=== Фрагмент документа ===

Примерно в это же время Мао возвратился из Чанша в Ухань: по всей видимости, М. Бородин решил не рисковать остатками дружбы с Гоминьданом ради весьма сомнительных успехов крестьянского движения в Хунани.
В понедельник 4 июля Мао уехал в Учан на расширенное заседание Постоянного Комитета Политбюро, где лидерам КПК предстояло решить, каким будет их следующий шаг. Немногие сохранившиеся протоколы еще раз показывают, за что хватается утопающий. Жаркие споры собравшихся вызывала проблема взаимоотношений между Тан Шэнчжи и его заместителем Хэ Цзянсм, ярым противником коммунистов. Не было и тени сомнений в том, что позиции Тана правеют с каждым днем, но резолюция совещания выразила уверенность в «скорейшем возврате командующего на наши позиции». Впрочем, коммунистам не впервой выдавать желаемое за действительное. В июле 1927 года их лидеры окончательно лишились сколь-нибудь заметного политического влияния и в глубине сердец хорошо сознавали это.

===

Условие задачи 1 >>
Переведите на английский язык предложение из фрагмента о КПК летом 1927 года: «Впрочем, коммунистам не впервой выдавать желаемое за действительное».
Условие задачи 2 >>
Ответьте по фрагменту о КПК летом 1927 года:
(a) Откуда Мао возвратился в Ухань?
(b) Куда Мао уехал в понедельник 4 июля?
(c) В чем резолюция совещания выразила уверенность?
Условие задачи 3 >>
Продолжите фрагмент о Мао и КПК летом 1927 года, начав сразу после его последнего предложения.

=== Имеющиеся данные ===

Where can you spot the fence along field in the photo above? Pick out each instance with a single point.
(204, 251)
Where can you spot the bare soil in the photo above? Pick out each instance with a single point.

===

Письменный ответ 1 >>
However, it was nothing new for the Communists to pass off wishful thinking as reality.

Письменный ответ 2 >>
(a) Из Чанша.
(b) В Учан, на расширенное заседание Постоянного Комитета Политбюро.
(c) В «скорейшем возврате командующего на наши позиции».

Письменный ответ 3 >>
Головной болью для участников совещания были местные отряды крестьянской самообороны. Цай Хэсэнь настаивал на том, что им следует уйти в горы и начать восстание оттуда. Ли Вэйхань возразил: это будет слишком походить на обыкновенный бандитизм, не лучше ли попытаться придать отрядам статус местных миротворческих сил? В случае неудачи крестьяне попросту спрячут оружие и станут выжидать подходящий момент. Чэнь Дусю считал, что бойцы отрядов самообороны смогут стать эффективной силой, лишь пройдя подготовку в гоминьдановской армии. Итоги дискуссии подвел Мао:
«Оставив в стороне вопрос о миротворческих силах — на практике его решение почти неосуществимо, мы имеем две возможности: уйти в горы либо присоединиться к армии. В горах мы сможем заложить основу для создания мощных вооруженных сил… Без них партия окажется беспомощной в будущем».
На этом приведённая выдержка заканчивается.